Fragment źródłowy:
──────

Konferencja prezydenta

Byłam dziś jednym z uczestników konferencji prezydenta Ma Yingjiu zorganizowanej przez Taipei Foreign Correspondents’ Club. Jutro napiszę więcej o wrażeniach. Na razie oficjalna wersja:

„Witamy każdego przywódcę religijnego, który pragnie odwiedzić Tajwan, ale jeśli chodzi o wizytę Dalaj Lamy, to nie jest to odpowiedni moment”, stwierdził prezydent Tajwanu Ma Yingjiu w czasie konfrencji prasowej zorganizowanej w środę dla czonków Klubu Zagranicznych Korespondentów w Tajpej (TFCC). Na początku tygodnia przedstawiciel parlamentu tybetańskiego na wygnaniu Khedroob Thondup stwierdził, iż Dala Lama planuje odwiedzić Tajwan w 2009 roku. Taka wizyta z pewnością rozłościłaby władze ChRL, a prezydentowi Ma zależy na poprawie stosunków z Pekinem.
Na środowej konferencji Ma Yingjiu stwierdził także, iż Tajwan nie podpisze w najbliższym czasie traktatu pokojowego z Chinami. „Mamy dużo pilniejsze sprawy do ustalenia zwłaszcza w dziedzinie handlu i inwestycji”, stwierdził prezydent Ma. Teoretycznie Tajwan i Chiny są nadal w stanie wojny. Pekin uważa Tajwan za zbuntowaną prowincję chińską. Według Ma Yingjiu za jego kadencji rząd powienien skupić sie na poprawie relacji gospodarczych i zwiększeniu inwestycji oraz wymiany turystycznej z Chinami.

──────

Zadanie a:
Odpowiedz na pytania dotyczące tekstu o konferencji prezydenta:
(i) Przez jaki klub została zorganizowana konferencja, w której uczestniczyła autorka tekstu?
(ii) W którym roku, według Khedrooba Thondupa, Dalaj Lama planuje odwiedzić Tajwan?
(iii) Jakiego traktatu, według słów Ma Yingjiu, Tajwan nie podpisze w najbliższym czasie z Chinami?
Powyższy tekst i poniższy wykaz to dwa odrębne materiały.

Dane:
──────

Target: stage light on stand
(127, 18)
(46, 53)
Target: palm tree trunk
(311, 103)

──────

Zadanie b:
Wybierz z wykazu wszystkie wiersze zawierające słowo „Target” i przepisz je.

Odpowiedź a:
(i) Przez Taipei Foreign Correspondents’ Club.
(ii) W 2009 roku.
(iii) Traktatu pokojowego.

Odpowiedź b:
Target: stage light on stand
Target: palm tree trunk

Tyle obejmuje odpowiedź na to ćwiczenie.